### [SHORT PROBLEM]
Locate each line of the listing below that contains the word "player", and copy every such line in full. The match is case-sensitive.

### [RECORDS FOR THIS TASK]
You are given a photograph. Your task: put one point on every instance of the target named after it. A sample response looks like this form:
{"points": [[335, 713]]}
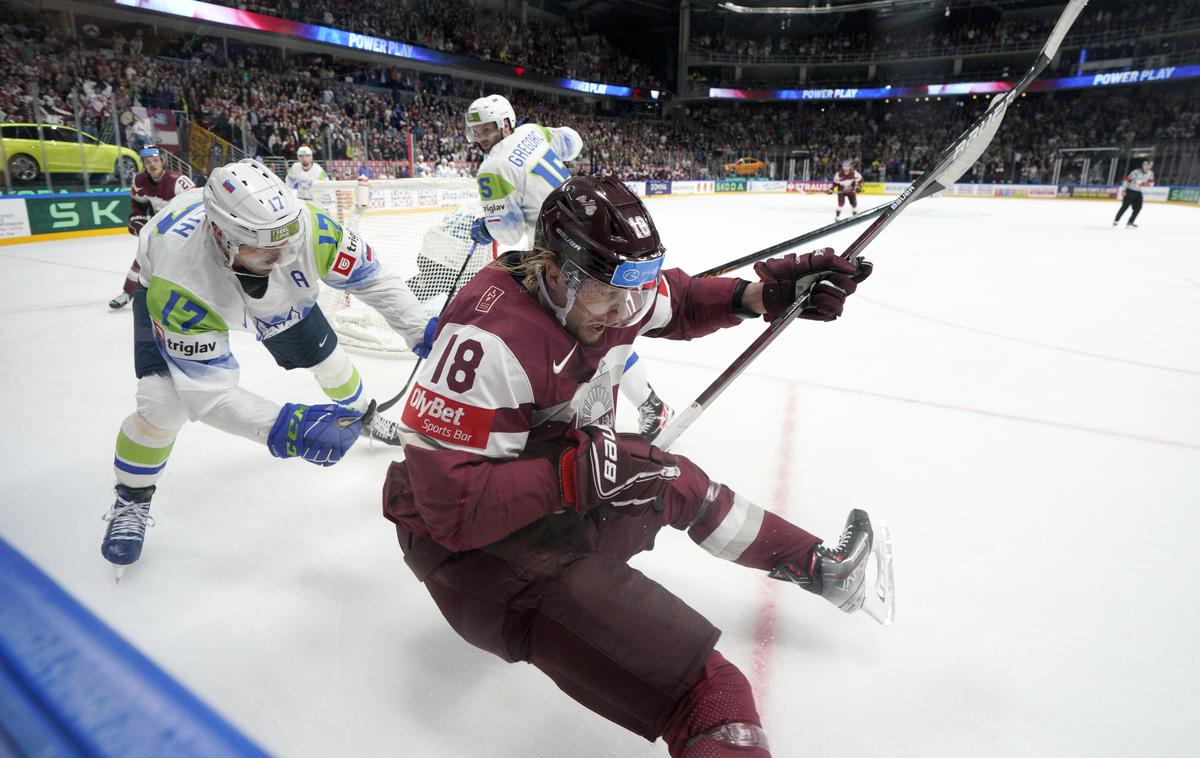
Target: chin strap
{"points": [[559, 313]]}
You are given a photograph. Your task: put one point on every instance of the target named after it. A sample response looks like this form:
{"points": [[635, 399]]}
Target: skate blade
{"points": [[881, 600]]}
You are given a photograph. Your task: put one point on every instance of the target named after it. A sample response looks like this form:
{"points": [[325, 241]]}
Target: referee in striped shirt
{"points": [[1133, 184]]}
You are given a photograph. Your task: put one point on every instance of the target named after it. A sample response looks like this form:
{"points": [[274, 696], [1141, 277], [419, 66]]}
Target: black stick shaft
{"points": [[952, 163]]}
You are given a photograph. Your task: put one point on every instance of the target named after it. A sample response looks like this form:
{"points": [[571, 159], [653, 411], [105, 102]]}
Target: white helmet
{"points": [[251, 205], [490, 109]]}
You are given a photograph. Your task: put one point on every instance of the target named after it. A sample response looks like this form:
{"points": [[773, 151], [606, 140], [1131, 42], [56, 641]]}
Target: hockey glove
{"points": [[479, 232], [311, 432], [423, 348], [600, 467], [829, 277]]}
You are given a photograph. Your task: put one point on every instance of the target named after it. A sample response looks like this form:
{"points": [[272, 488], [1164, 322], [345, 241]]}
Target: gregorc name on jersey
{"points": [[525, 149]]}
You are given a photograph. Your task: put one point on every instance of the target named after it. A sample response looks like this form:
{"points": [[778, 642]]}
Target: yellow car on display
{"points": [[63, 155], [744, 167]]}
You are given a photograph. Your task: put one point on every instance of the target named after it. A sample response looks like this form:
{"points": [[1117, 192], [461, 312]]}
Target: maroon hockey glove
{"points": [[136, 222], [832, 278], [601, 467]]}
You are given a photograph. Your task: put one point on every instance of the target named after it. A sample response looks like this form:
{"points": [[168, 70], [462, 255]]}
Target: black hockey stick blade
{"points": [[954, 161]]}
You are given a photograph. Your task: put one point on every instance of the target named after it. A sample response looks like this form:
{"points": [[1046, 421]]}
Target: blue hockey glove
{"points": [[423, 348], [479, 232], [311, 432]]}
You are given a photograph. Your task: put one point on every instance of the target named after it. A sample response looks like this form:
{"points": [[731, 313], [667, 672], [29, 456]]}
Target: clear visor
{"points": [[263, 258], [490, 130], [609, 304]]}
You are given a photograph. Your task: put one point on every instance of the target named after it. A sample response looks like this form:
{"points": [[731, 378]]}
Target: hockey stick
{"points": [[786, 245], [372, 407], [954, 161]]}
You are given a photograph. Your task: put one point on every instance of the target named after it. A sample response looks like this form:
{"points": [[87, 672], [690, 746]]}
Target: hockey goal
{"points": [[420, 228]]}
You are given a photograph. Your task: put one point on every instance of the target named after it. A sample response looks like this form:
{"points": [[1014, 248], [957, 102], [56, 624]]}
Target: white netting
{"points": [[420, 228]]}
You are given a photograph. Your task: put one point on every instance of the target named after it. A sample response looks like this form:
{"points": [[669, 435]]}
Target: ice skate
{"points": [[127, 522], [383, 429], [653, 416], [855, 573]]}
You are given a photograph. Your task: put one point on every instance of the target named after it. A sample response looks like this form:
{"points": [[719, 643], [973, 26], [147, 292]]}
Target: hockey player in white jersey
{"points": [[244, 253], [305, 172], [521, 166]]}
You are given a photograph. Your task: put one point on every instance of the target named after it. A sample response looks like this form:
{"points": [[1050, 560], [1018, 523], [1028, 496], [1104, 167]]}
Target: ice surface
{"points": [[1015, 391]]}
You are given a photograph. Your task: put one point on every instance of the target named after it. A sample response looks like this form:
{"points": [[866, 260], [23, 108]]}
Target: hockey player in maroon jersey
{"points": [[847, 184], [153, 188], [519, 505]]}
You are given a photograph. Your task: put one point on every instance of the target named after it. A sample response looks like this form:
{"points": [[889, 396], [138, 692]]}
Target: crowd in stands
{"points": [[346, 110], [466, 28], [1117, 28], [891, 140]]}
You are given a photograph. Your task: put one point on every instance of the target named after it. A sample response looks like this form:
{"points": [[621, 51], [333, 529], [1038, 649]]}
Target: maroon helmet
{"points": [[606, 246]]}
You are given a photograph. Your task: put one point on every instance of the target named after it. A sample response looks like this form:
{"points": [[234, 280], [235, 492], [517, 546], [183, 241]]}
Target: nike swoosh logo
{"points": [[558, 366]]}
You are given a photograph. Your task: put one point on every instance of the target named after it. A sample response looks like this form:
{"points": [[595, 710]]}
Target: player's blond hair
{"points": [[527, 264]]}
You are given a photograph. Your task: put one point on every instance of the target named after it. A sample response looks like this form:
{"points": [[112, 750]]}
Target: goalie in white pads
{"points": [[521, 167], [243, 253]]}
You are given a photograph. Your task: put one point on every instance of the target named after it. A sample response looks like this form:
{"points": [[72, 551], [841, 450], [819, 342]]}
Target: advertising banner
{"points": [[691, 187], [1185, 194], [77, 212], [13, 221], [730, 185], [1090, 191], [809, 186], [1043, 191]]}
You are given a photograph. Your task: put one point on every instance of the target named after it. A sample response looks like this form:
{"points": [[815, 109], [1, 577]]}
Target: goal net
{"points": [[420, 228]]}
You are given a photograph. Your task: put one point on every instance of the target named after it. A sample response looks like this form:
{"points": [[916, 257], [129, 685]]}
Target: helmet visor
{"points": [[621, 301], [263, 258]]}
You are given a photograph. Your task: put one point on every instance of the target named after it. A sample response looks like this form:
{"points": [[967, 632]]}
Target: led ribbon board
{"points": [[1110, 78], [211, 13]]}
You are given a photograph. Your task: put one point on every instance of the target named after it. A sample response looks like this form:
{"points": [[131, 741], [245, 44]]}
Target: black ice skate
{"points": [[855, 573], [653, 416], [127, 522]]}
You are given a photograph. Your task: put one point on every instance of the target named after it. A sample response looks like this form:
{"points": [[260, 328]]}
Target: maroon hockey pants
{"points": [[558, 594]]}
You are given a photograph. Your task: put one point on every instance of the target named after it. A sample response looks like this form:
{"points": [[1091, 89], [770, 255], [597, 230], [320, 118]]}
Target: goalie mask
{"points": [[258, 216], [606, 247]]}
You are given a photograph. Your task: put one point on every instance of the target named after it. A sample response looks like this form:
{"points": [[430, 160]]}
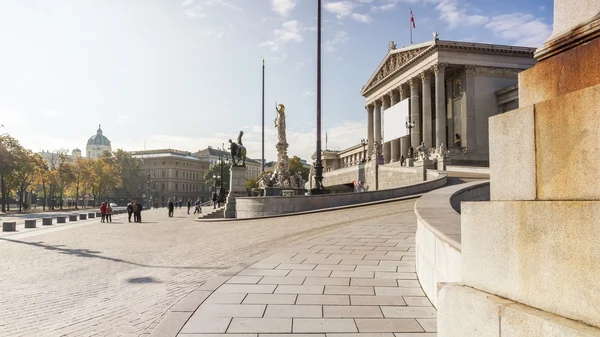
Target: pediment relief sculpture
{"points": [[392, 64]]}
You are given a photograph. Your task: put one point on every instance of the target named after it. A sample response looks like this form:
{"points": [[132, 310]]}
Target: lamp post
{"points": [[409, 126], [318, 165], [364, 143]]}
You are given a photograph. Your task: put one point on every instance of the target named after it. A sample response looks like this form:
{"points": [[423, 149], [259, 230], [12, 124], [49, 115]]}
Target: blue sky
{"points": [[186, 74]]}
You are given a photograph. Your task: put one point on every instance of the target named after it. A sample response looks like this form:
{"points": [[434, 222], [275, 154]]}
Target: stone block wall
{"points": [[269, 206]]}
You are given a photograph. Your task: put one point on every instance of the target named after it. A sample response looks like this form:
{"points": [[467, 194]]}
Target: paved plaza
{"points": [[119, 279]]}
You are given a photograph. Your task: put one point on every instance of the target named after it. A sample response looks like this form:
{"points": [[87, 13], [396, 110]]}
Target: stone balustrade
{"points": [[438, 238]]}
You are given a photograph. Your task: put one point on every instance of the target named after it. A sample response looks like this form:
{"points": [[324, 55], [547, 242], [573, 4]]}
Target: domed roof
{"points": [[98, 138]]}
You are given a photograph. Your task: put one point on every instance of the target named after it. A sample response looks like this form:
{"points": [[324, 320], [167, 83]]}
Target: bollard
{"points": [[9, 226]]}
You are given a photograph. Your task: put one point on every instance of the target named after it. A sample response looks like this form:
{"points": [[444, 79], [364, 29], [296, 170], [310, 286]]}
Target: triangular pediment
{"points": [[393, 62]]}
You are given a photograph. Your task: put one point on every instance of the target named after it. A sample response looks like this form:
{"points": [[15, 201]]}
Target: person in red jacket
{"points": [[103, 211]]}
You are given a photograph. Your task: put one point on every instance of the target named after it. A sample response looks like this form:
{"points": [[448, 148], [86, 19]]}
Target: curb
{"points": [[370, 203], [178, 315]]}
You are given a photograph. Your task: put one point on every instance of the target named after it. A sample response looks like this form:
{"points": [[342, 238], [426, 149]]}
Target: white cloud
{"points": [[520, 28], [225, 3], [339, 37], [365, 18], [456, 16], [283, 7], [340, 8], [290, 31]]}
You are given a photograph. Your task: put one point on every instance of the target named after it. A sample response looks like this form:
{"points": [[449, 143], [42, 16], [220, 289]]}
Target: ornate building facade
{"points": [[97, 144], [452, 88]]}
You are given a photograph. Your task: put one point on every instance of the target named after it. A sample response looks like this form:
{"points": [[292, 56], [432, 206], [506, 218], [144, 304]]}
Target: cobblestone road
{"points": [[116, 279]]}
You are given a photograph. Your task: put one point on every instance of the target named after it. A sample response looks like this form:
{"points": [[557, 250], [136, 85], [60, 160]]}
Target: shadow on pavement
{"points": [[95, 254]]}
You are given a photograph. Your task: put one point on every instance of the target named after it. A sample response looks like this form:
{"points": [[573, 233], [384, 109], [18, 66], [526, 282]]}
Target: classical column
{"points": [[377, 122], [393, 97], [404, 91], [450, 111], [395, 150], [404, 146], [427, 114], [387, 152], [415, 137], [470, 123], [370, 129], [440, 105]]}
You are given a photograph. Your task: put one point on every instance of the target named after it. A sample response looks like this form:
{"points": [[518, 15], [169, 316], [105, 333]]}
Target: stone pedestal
{"points": [[387, 152], [530, 255], [9, 226], [237, 188]]}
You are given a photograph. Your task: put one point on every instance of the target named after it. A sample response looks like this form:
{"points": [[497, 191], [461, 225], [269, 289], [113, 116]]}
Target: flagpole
{"points": [[410, 25], [262, 162]]}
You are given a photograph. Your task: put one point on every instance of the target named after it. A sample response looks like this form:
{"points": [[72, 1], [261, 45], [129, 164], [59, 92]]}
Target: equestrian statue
{"points": [[238, 152]]}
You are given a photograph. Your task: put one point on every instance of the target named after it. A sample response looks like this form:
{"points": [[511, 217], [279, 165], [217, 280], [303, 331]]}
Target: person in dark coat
{"points": [[138, 211], [171, 207], [130, 210]]}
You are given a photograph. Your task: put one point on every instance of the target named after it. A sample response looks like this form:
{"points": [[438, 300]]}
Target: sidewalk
{"points": [[360, 279]]}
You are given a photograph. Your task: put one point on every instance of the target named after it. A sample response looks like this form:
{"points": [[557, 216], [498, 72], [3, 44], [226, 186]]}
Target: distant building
{"points": [[97, 144], [173, 175], [213, 156], [52, 157]]}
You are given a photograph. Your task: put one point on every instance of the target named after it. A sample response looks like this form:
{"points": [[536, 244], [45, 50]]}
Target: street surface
{"points": [[117, 279]]}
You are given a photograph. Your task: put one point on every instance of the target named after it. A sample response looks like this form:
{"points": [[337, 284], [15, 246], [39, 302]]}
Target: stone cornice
{"points": [[398, 59]]}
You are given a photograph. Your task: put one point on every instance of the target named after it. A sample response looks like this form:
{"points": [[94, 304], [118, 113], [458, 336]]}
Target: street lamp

### [RESULT OF THE EXERCISE]
Target: hockey player in white jersey
Target: hockey player in maroon jersey
Target: player's blond hair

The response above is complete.